# start of SELECTED PASSAGE

Here is a graph showing the drop in values: 
Updated Algorithm
We can then use the pre-computed table, interpolating where necessary, to give us a Covariance value for our Multivariate Gaussian Distribution which will generate the desired Pearson Product Moment Correlation Value. So for example, if we would like to generate a sample with a Pearson Product Moment value of $0.5$, according to our table, we would need to use $0.517602$ as an input Covariance. We can test these values using the following code:
a <- library(MASS)
library(psych)
set.seed(100)
m <- 2
n <- 5000000
sigma <- matrix(c(1, 0.517602,
0.517602, 1),
nrow=2)
z <- mvrnorm(n,mu=rep(0, m),Sigma=sigma,empirical=T)
u <- pnorm(z)
cor(u,method='pearson')

# end of SELECTED PASSAGE
# start of SUPPLIED ENTRIES

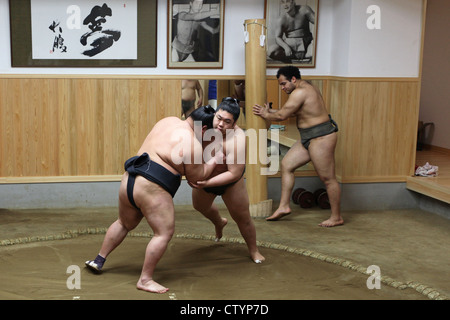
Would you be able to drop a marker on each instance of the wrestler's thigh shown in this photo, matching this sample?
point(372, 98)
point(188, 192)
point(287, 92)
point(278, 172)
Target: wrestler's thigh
point(321, 151)
point(202, 200)
point(236, 200)
point(296, 157)
point(129, 216)
point(158, 209)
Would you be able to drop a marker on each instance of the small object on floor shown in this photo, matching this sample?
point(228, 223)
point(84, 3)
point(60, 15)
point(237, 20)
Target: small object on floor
point(427, 170)
point(321, 198)
point(303, 198)
point(96, 265)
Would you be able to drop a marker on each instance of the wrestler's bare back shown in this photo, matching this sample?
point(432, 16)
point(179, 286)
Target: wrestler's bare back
point(310, 106)
point(166, 136)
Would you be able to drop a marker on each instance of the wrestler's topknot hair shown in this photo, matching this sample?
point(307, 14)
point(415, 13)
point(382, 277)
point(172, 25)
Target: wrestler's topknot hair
point(289, 72)
point(204, 114)
point(230, 105)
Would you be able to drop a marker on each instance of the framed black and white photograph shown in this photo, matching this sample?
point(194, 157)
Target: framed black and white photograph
point(291, 32)
point(83, 33)
point(195, 34)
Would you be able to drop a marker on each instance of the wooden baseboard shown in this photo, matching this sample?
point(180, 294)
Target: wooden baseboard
point(429, 147)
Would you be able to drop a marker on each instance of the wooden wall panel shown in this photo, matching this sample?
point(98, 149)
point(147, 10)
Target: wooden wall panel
point(378, 129)
point(55, 127)
point(64, 129)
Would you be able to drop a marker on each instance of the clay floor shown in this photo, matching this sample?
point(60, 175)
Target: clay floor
point(303, 261)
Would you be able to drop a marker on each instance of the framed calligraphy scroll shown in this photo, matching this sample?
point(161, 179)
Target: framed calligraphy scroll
point(83, 33)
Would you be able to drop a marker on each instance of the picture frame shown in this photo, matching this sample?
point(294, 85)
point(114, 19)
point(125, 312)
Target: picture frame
point(301, 40)
point(52, 38)
point(202, 46)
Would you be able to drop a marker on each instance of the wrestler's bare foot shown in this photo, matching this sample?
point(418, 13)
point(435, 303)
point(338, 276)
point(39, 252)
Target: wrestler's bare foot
point(219, 228)
point(151, 286)
point(332, 222)
point(280, 213)
point(257, 257)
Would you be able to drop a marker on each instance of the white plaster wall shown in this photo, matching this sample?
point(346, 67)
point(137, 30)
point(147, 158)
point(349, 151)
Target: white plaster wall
point(345, 46)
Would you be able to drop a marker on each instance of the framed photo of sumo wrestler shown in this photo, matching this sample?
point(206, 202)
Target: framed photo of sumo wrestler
point(291, 32)
point(83, 33)
point(195, 34)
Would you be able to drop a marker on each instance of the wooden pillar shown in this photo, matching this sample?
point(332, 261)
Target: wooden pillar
point(255, 93)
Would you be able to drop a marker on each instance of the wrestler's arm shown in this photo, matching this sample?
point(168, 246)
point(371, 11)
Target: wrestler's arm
point(310, 14)
point(294, 102)
point(194, 167)
point(200, 94)
point(235, 160)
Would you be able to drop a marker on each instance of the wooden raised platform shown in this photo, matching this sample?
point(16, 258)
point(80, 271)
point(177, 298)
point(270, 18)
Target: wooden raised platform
point(435, 187)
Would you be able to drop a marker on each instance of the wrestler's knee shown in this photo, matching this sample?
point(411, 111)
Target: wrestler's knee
point(128, 224)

# end of SUPPLIED ENTRIES

> REQUIRED TASKS
[a] Repeat the covariance excerpt from "library(psych)" to "cor(u,method='pearson')".
[b] For each statement, say yes or no on whether the covariance excerpt supports it, and quote the words that decide it: (i) a Pearson Product Moment value of 0.5 calls for an input Covariance of 0.517602; (ii) the test code sets n to 500000; (iii) the final line computes the correlation with the Spearman method.
The items were taken from a different source than the covariance excerpt.

> SOLUTIONS TO THE EXERCISE
[a]
library(psych)
set.seed(100)
m <- 2
n <- 5000000
sigma <- matrix(c(1, 0.517602,
0.517602, 1),
nrow=2)
z <- mvrnorm(n,mu=rep(0, m),Sigma=sigma,empirical=T)
u <- pnorm(z)
cor(u,method='pearson')

[b]
(i) Yes: "we would need to use $0.517602$ as an input Covariance"
(ii) No: "n <- 5000000"
(iii) No: "cor(u,method='pearson')"